═════ Texto del documento ═════

POZOS DE AMBICIÓN

Quiso la casualidad que fuéramos a ver “Pozos de ambición” justo después de asistir a un curso en que se hablaba de liderazgo. Y, curiosamente, para ilustrar los posibles modelos de liderazgo que existen, la profesora había proyectado cuatro secuencias de otras tantas películas en que sus protagonistas son líderes natos, de “Patton” a “Ghandi” pasando por “El Club de los Poetas Muertos”.


Así, empezamos a ver “Pozos de ambición” y, justo después del silencioso y brutal arranque de la película, protagonizada por un Daniel Day Lewis en estado de gracia, asistimos a una secuencia en que éste tiene que hablar en público para convencer a los dueños de unas parcelas de tierra bajo cuyo suelo hay petróleo de que se las ceda en arrendamiento a su empresa.

Y allí me descubrí, en la platea, intentando encuadrar a Daniel Plainview, que así se llama el protagonista de la última película de Paul Thomas Anderson, dentro de los parámetros de liderazgo que Reme nos había ido desgranando esa tarde.

¿La conclusión?

Pues no sé qué pensarán mis colegas de curso, si alguno ha visto la película, pero el amigo Daniel Vistaplana parece ser un líder a su pesar. Frío, detestable, duro y atormentadamente complejo por una parte, aunque básico y primario hasta lo descarnado por otra; el personaje principal de “Correrá la sangre” -auténtico nombre de la estúpidamente traducida como “Pozos de ambición”- es de esos papeles llamados no sólo a conseguir el Óscar (cuando escribo estas líneas faltan un puñado de horas para que comience la ceremonia en LA*) sino a marcar un hito en la historia de las interpretaciones cinematográficas más celebradas y recordadas en el tiempo.

═════

Orden de trabajo 1:
Responde a las siguientes preguntas sobre la reseña.
(a) ¿Cuántas secuencias de películas proyectó la profesora en el curso?
(b) ¿Qué actor protagoniza «Pozos de ambición»?
(c) ¿Cuál es el auténtico nombre de la película, según la reseña?
Orden de trabajo 2: Copia literalmente el fragmento de la reseña que va desde «Y allí me descubrí, en» hasta «desgranando esa tarde.», ambos incluidos.

═════ Registros de datos ═════

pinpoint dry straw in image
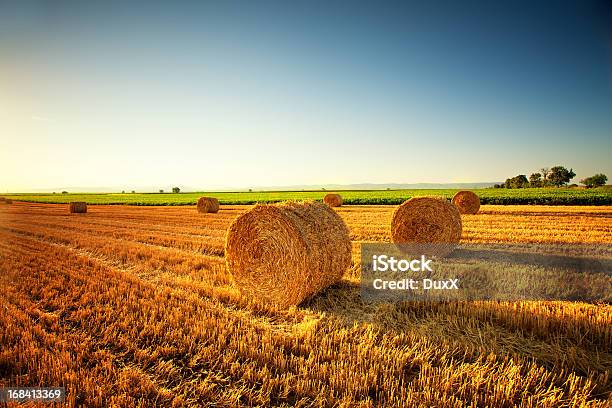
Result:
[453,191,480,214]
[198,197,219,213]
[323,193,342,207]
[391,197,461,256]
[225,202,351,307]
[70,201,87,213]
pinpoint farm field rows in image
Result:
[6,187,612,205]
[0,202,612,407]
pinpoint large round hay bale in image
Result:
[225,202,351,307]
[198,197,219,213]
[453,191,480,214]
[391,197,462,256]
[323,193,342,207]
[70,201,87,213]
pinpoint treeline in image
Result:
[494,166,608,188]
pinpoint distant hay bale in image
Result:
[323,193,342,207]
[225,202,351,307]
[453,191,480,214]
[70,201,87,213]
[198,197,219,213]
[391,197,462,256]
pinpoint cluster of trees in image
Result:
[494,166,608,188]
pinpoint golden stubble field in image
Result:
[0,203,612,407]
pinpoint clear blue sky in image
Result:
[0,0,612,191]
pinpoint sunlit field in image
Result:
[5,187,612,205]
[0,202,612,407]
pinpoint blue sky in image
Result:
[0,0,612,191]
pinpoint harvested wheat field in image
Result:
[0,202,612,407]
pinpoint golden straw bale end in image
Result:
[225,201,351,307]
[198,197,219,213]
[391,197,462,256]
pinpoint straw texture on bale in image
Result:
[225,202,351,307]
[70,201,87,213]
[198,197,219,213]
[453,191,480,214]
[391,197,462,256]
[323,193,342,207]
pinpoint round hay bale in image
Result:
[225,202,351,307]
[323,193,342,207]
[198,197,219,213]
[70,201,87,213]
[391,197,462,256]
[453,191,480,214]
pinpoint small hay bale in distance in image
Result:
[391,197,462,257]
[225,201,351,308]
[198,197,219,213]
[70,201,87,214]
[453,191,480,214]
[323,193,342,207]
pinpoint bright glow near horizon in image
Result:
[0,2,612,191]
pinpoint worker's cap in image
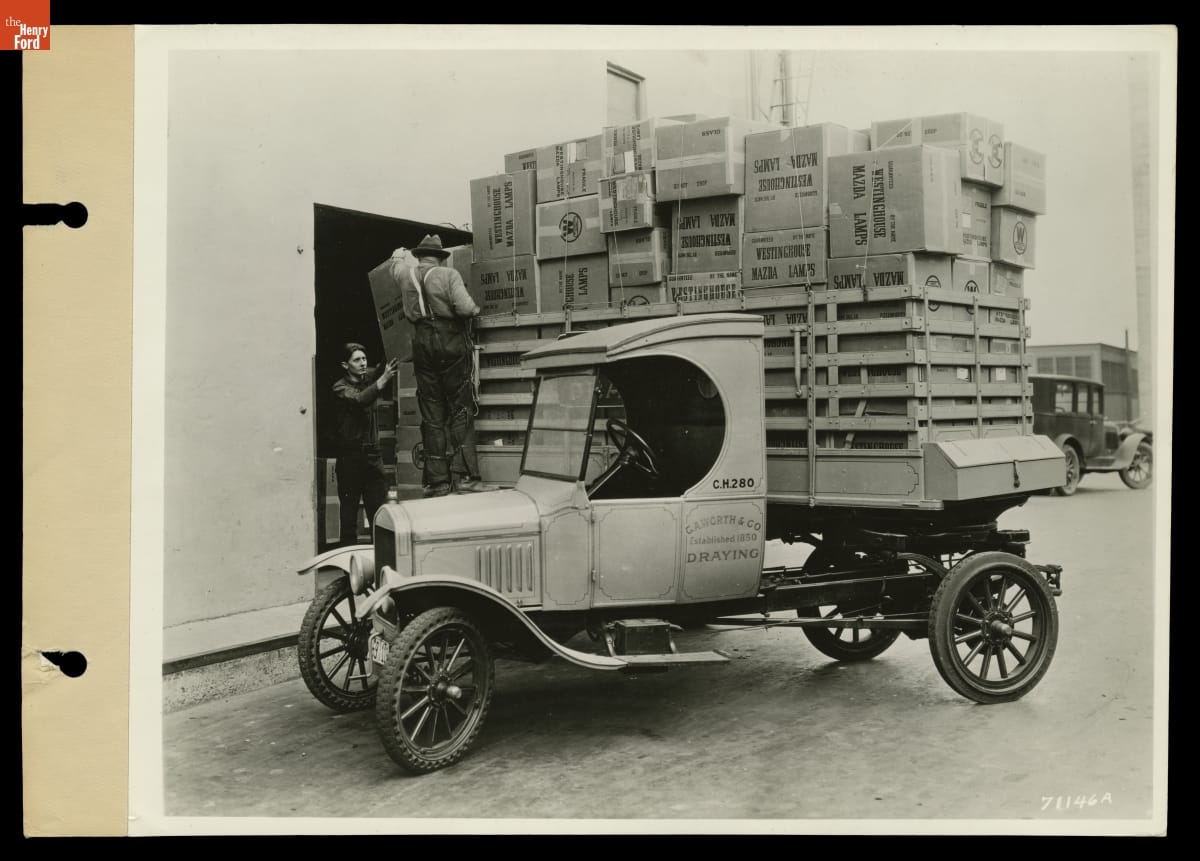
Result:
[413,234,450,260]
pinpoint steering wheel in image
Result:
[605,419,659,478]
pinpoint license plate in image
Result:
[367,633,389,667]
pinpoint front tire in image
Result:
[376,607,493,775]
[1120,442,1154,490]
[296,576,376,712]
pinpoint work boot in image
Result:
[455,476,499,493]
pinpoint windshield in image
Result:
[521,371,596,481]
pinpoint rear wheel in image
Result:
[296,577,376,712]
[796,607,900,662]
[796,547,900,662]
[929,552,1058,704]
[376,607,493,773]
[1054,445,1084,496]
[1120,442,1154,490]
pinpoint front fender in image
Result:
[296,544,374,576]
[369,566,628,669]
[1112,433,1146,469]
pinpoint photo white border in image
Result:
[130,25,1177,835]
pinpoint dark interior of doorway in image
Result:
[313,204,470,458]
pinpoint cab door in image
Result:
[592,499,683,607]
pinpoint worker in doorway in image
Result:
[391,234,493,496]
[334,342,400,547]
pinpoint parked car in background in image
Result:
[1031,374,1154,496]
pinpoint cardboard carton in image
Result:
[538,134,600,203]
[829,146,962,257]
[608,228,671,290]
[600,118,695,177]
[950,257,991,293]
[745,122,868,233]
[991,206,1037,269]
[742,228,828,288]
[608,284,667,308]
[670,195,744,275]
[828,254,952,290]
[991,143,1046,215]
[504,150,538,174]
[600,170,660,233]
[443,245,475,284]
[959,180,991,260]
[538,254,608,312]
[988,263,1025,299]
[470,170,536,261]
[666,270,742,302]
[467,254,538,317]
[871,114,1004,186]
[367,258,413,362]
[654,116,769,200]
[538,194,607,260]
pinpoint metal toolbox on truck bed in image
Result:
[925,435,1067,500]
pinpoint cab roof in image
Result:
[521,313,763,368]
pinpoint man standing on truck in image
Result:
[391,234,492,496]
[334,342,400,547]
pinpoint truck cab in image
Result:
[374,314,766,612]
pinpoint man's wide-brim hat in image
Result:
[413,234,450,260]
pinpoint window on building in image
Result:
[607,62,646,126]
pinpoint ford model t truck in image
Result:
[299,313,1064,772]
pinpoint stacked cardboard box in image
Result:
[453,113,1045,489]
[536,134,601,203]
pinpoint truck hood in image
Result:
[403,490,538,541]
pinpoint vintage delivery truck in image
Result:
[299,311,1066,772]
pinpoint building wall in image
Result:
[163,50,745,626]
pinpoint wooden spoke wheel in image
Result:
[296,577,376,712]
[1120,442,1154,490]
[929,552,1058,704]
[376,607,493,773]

═════

Solución 1:
(a) Cuatro.
(b) Daniel Day Lewis.
(c) «Correrá la sangre».

Solución 2:
Y allí me descubrí, en la platea, intentando encuadrar a Daniel Plainview, que así se llama el protagonista de la última película de Paul Thomas Anderson, dentro de los parámetros de liderazgo que Reme nos había ido desgranando esa tarde.